(ЗАДАЧИ):
- 1) Определите, согласуются ли с отрывком о встречах с императором утверждения (a) на параде император был в казацком мундире; (b) цесаревич Николай на параде просил деда взять его на руки; (c) детей, поджидавших императора на станции, часто отгоняли. Для каждого ответьте «да» или «нет» и приведите решающие слова отрывка.
- 2) Отберите из исходных данных все строки, в которых встречается слово «green».

(ФРАГМЕНТ ТЕКСТА):

Я еще в 1848 году часто видала императора; еще дома, по приезде в Петербург, мы с гувернанткой часто ходили на единственную тогда железнодорожную станцию, поджидая приезда Его Величества из Царского Села; нас никогда не отгоняли, зная, как император любил детей. Он всегда был, видимо, доволен, если нас собиралось много, и, сбросив, бывало, с плеча свою традиционную шинель, сам же натянет ее опять и, постояв несколько секунд, скажет: «Прощайте, дети!». Однажды повели нас на парад в том же 1848 году, происходивший, кажется, на Царицынском лугу[89 - Царицын луг – территория между Лебяжьим каналом и рекой Мойкой, первоначально болотистая луговина. В первой половине XVIII в. был осушен и превращен в место проведения праздников и военных парадов. Традиционные ежегодные парады на Царицыном лугу проводились со второй половины XVIII в. до начала XX в. См. их описание: Игнатьев Н.П. Пятьдесят лет в строю. М., 1955. Т. 1. С. 90–93. После возведения в 1801 г. в южной части Царицына луга памятника А.В. Суворову «в образе Марса» (скульптор М.И. Козловский; в 1918 г. памятник перенесен ближе к Неве) за площадью постепенно закрепилось второе название – Марсово поле.]; мы выбрались вперед, и какой-то свитский офицер поставил нас очень близко от императора, который был в казацком мундире; возле него стояли два кадетика в шинельках и фуражках без козырька; нам сказали, что это внуки императора: цесаревич Николай и великий князь Александр[90 - Цесаревич Николай (1843–1865) и великий князь Александр (1845–1894) – сыновья Александра II.]. Первый стоял тихо, а второй что-то говорил, дергая императора за полу; брат, стоявший ближе, передавал мне потом, что он говорил: «Дедушка, возьми на руки». Император отсылал его к воспитателю, но тот не слушался и все просил его. Наконец мы увидали его на руках августейшего деда и по окончании парада удостоились слышать: «Прощайте, дети!».

Элементы из набора данных
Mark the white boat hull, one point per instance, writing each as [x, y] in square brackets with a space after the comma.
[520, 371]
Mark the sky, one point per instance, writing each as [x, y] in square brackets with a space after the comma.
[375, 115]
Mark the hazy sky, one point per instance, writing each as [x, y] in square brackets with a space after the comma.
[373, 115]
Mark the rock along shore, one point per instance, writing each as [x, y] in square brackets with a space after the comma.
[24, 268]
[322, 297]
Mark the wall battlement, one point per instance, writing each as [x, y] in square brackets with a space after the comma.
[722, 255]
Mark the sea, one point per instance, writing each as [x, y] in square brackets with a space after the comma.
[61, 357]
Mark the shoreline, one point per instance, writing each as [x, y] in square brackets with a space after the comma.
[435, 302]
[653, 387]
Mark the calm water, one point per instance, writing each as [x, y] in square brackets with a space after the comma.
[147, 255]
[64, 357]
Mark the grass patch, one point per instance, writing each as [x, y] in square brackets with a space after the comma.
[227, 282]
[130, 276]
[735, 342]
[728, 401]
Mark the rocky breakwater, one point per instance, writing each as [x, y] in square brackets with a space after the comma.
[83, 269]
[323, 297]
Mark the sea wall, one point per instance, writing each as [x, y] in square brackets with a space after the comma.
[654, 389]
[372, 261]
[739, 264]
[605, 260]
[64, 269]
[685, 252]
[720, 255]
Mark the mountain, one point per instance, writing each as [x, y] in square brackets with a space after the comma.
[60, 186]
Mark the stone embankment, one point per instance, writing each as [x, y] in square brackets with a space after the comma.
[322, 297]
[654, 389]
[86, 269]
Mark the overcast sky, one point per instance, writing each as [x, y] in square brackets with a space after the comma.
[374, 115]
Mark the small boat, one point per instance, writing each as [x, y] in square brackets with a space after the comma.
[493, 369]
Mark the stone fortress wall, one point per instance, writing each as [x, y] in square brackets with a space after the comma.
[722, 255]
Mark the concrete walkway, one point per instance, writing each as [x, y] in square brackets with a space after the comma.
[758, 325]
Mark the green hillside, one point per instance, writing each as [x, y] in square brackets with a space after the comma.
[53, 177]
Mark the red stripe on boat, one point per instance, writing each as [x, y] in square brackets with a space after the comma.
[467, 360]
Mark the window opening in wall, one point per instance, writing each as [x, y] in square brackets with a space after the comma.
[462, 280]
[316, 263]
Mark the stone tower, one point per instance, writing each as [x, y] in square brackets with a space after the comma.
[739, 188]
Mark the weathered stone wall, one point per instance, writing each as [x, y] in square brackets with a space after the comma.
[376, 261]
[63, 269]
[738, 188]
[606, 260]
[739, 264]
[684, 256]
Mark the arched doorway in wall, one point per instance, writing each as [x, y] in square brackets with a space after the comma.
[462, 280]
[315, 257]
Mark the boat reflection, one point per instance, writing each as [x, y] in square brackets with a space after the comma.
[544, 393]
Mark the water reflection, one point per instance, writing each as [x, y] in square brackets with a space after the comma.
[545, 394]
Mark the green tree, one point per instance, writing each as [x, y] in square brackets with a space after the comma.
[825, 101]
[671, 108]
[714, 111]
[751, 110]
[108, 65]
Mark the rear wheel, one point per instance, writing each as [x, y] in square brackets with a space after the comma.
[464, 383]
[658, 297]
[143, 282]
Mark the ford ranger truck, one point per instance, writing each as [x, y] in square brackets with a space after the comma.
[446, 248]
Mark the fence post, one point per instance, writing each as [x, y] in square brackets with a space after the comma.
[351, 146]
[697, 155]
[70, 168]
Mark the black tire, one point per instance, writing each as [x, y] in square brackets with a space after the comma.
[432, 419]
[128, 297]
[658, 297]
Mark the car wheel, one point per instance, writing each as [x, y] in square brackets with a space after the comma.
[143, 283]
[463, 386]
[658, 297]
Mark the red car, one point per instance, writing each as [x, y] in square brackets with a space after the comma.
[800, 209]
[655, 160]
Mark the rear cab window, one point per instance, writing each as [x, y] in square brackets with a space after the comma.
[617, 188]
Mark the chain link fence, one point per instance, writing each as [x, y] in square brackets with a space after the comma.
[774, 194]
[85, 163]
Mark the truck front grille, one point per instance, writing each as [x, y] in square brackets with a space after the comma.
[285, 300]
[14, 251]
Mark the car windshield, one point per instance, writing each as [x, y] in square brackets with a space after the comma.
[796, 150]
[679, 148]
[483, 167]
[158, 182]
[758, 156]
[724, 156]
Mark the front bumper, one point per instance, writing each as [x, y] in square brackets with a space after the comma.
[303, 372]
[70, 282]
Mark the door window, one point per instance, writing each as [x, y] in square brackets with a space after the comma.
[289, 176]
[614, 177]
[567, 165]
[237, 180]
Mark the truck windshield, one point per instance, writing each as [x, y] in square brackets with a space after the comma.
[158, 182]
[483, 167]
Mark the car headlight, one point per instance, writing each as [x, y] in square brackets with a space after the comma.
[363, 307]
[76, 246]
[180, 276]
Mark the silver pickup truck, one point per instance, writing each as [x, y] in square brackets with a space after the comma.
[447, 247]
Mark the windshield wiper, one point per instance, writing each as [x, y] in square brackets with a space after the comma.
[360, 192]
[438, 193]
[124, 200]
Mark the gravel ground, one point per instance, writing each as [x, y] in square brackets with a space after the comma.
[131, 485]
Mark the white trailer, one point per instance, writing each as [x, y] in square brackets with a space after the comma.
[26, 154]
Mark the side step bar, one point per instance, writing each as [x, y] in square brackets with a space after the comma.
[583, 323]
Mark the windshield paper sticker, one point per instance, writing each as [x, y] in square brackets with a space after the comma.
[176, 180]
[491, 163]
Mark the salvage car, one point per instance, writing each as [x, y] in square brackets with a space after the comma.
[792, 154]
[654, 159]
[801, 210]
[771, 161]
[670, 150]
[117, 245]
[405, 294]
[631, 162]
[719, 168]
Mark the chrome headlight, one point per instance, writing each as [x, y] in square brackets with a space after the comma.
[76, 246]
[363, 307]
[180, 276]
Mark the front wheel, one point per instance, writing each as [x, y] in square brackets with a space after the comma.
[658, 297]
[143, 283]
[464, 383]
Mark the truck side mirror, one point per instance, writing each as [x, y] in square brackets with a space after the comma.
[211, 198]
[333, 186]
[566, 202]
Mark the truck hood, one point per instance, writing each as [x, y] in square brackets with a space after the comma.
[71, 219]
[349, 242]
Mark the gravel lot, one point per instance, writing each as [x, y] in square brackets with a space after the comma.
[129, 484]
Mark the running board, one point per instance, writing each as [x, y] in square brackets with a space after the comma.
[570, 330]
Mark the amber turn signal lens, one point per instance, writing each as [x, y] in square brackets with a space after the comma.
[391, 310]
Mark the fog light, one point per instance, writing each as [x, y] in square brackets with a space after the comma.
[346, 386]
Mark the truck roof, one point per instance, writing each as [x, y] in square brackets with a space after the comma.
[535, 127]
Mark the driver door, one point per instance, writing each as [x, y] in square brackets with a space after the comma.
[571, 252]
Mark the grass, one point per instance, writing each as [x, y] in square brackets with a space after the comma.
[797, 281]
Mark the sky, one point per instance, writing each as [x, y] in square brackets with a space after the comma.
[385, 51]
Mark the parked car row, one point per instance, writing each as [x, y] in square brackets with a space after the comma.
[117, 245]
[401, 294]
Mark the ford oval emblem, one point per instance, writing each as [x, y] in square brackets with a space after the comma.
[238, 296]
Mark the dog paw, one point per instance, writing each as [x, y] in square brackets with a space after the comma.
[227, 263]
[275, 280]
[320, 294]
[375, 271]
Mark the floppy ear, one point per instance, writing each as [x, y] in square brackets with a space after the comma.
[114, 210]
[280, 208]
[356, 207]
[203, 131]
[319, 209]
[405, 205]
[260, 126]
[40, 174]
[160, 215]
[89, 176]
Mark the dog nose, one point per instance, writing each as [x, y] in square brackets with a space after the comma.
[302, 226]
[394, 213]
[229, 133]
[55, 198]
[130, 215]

(ОТВЕТЫ):
- 1)
(a) Да: «который был в казацком мундире».
(b) Нет: «Первый стоял тихо, а второй что-то говорил».
(c) Нет: «нас никогда не отгоняли».

- 2)
Mark the green hillside, one point per instance, writing each as [x, y] in square brackets with a space after the comma.
Mark the green tree, one point per instance, writing each as [x, y] in square brackets with a space after the comma.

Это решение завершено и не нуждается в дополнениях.